Exercise input:
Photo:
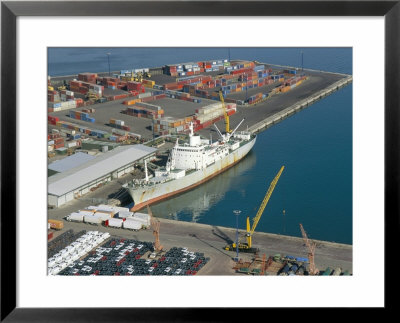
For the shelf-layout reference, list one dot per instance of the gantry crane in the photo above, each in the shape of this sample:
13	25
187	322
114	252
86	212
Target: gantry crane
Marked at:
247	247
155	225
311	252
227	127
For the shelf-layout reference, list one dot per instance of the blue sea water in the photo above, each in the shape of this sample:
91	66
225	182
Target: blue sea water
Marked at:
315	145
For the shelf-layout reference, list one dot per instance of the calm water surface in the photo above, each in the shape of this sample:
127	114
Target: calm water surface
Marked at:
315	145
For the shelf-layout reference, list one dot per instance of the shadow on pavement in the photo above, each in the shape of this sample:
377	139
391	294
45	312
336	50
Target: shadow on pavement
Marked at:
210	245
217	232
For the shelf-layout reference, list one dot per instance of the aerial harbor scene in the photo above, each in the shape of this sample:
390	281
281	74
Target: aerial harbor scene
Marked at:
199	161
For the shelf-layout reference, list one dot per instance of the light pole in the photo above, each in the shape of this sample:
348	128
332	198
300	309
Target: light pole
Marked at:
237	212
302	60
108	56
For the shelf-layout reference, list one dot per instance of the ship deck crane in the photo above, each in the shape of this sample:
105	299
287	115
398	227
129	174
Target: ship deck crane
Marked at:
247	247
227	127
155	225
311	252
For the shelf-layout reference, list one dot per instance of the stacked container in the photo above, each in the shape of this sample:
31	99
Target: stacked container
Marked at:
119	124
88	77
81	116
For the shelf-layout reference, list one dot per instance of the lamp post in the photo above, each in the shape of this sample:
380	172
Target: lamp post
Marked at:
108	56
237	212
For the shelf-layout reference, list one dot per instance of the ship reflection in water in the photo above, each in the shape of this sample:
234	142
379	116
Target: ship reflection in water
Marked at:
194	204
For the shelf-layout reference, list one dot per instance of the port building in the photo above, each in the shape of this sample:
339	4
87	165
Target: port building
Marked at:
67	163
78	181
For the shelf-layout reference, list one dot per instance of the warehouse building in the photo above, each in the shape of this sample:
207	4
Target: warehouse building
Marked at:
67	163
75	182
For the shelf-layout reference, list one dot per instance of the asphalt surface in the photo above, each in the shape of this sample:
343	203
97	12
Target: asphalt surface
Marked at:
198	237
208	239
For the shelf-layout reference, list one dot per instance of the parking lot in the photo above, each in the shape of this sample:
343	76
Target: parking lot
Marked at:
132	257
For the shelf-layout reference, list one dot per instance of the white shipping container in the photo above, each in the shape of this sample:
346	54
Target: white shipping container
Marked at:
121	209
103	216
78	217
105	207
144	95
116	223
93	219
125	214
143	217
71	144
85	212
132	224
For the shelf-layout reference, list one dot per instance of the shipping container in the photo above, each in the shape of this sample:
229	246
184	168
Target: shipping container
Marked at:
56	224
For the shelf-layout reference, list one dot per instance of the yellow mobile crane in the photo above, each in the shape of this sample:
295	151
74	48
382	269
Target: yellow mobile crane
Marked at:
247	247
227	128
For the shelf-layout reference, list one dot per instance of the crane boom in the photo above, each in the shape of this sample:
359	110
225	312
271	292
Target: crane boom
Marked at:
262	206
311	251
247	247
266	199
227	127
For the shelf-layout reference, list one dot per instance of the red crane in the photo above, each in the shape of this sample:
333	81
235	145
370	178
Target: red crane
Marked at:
...
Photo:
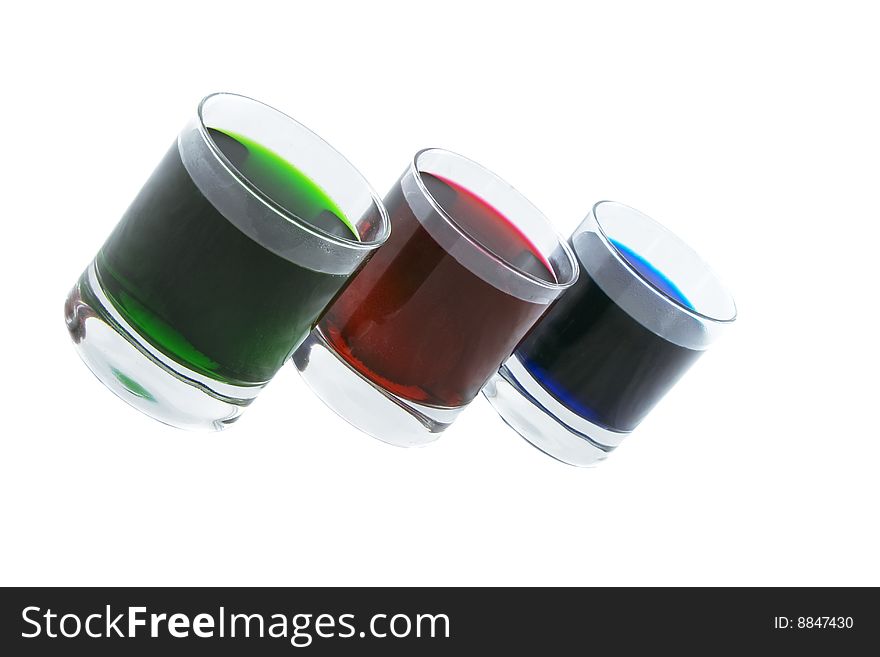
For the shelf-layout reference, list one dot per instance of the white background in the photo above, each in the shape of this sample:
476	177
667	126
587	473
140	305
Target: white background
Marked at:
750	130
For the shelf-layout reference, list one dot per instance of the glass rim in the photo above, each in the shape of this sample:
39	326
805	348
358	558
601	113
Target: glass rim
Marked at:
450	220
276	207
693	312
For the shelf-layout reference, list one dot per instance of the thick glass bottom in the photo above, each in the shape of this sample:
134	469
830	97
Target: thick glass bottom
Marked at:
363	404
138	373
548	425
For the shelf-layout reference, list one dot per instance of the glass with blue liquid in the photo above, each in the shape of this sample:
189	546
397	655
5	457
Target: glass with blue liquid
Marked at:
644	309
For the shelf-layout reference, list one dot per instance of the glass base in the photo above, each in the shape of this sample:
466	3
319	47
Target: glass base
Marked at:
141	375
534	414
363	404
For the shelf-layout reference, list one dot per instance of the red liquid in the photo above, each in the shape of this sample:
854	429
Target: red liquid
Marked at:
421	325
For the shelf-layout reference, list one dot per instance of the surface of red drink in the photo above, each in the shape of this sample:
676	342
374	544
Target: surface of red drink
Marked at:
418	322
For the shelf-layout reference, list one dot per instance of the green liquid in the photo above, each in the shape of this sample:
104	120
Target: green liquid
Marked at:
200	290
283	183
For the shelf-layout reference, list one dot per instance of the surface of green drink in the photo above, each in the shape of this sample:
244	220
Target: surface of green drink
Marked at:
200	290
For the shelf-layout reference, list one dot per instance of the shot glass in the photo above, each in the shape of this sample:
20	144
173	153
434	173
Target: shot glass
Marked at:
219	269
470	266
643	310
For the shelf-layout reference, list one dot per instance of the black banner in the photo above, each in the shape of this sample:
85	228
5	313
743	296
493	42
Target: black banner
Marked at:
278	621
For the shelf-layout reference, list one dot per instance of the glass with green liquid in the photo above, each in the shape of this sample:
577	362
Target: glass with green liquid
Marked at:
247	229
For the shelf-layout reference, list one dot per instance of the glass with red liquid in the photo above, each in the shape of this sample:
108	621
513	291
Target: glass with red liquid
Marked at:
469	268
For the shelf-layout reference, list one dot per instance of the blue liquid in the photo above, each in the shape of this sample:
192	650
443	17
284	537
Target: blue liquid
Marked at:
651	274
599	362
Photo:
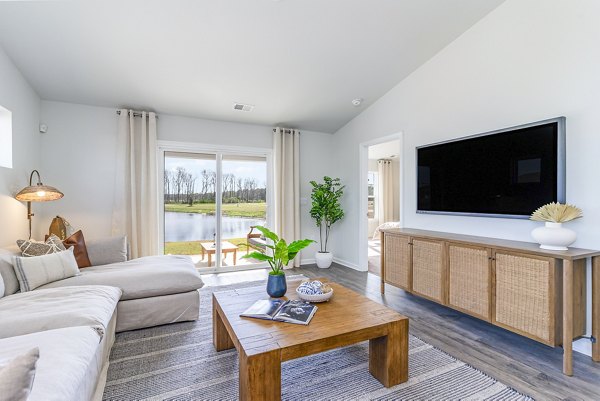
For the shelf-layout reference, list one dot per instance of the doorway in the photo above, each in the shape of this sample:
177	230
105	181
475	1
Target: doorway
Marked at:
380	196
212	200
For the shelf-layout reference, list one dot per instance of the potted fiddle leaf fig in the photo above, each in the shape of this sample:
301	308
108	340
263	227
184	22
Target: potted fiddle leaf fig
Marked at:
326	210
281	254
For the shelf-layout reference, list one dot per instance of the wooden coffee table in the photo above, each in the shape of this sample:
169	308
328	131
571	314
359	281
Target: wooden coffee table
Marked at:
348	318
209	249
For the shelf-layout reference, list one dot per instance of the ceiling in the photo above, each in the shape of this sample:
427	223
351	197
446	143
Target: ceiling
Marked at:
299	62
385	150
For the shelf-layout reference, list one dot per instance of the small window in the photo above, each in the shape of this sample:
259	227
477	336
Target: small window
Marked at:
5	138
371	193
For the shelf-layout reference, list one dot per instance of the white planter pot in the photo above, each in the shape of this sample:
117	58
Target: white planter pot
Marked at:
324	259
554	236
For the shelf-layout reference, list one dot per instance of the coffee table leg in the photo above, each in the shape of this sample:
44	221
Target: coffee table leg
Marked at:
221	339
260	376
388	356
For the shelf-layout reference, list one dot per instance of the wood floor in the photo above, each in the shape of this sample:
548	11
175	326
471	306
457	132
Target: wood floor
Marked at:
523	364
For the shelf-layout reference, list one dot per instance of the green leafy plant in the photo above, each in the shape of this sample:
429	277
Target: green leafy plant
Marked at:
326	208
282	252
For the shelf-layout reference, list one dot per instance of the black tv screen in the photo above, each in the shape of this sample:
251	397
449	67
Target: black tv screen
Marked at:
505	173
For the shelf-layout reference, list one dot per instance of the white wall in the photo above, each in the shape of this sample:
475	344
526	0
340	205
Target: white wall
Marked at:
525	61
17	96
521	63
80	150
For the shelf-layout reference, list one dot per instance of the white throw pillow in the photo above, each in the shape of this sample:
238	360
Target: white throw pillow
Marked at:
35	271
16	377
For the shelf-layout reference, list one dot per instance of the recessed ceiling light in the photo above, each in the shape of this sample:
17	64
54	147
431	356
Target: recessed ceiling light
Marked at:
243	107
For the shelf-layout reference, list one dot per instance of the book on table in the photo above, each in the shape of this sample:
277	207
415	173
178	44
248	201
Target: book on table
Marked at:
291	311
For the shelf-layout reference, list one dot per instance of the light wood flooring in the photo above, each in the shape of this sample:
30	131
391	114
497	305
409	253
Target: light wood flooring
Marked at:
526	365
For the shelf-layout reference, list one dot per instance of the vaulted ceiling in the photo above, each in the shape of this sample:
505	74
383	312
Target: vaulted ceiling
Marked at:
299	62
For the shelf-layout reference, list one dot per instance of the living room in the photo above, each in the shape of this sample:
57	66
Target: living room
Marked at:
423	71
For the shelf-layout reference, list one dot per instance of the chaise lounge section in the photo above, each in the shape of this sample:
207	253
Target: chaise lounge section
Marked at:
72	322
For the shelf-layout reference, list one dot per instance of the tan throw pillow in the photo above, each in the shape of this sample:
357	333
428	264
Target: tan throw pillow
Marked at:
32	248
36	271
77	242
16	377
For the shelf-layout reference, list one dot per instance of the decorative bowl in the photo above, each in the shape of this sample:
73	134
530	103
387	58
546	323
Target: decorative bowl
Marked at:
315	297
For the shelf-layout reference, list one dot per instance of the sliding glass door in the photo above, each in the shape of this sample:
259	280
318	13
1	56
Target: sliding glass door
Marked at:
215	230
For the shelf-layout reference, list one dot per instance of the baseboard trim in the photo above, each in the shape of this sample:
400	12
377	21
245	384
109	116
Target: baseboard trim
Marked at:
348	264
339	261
...
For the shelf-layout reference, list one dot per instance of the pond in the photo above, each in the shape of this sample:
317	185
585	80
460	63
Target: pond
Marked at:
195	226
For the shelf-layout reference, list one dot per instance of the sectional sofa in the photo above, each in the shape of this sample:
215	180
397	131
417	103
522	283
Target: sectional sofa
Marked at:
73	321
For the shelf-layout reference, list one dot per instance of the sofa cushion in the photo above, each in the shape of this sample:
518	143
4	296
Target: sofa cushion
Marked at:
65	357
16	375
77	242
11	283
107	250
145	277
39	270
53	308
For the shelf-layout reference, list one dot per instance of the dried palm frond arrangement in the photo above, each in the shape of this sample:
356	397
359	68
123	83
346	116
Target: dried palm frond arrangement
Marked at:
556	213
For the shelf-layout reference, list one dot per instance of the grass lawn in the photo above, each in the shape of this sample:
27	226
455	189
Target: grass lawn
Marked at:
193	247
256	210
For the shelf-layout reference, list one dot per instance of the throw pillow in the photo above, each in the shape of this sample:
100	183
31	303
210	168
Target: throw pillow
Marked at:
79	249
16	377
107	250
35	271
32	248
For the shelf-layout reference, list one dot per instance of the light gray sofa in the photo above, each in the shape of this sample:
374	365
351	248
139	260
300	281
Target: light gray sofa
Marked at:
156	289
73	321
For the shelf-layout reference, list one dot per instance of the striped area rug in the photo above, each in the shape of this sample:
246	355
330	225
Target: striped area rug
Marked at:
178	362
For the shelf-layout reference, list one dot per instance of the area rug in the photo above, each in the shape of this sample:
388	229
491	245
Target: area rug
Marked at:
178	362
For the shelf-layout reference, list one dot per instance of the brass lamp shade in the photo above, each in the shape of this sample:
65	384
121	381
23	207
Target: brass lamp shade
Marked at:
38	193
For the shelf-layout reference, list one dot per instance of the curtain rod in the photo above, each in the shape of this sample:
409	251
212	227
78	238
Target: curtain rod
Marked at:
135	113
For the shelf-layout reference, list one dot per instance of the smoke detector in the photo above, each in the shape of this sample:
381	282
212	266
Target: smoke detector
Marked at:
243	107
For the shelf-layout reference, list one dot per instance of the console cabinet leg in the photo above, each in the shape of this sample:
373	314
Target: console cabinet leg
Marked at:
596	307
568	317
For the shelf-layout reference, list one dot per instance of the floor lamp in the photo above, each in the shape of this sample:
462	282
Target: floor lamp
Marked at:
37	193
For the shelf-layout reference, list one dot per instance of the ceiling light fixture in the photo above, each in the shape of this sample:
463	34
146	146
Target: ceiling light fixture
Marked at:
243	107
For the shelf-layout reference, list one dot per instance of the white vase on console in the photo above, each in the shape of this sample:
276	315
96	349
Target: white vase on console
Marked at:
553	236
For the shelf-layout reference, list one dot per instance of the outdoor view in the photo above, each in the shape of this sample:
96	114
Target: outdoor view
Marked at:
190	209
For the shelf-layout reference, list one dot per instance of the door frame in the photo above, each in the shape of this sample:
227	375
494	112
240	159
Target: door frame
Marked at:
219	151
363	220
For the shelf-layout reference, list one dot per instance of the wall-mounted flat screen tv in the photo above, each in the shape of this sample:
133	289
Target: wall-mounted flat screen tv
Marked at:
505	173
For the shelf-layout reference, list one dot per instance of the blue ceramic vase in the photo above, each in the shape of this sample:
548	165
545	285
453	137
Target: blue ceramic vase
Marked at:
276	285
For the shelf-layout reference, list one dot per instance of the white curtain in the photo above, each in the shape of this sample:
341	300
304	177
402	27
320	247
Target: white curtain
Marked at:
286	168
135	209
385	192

Stated task: List every line in the data above that contains the string "book", matching case exactly.

Finished answer:
For the shelf-layout reference, list one dot per instance of the book on table in the photo above, each in the shape of this sample:
Target: book on table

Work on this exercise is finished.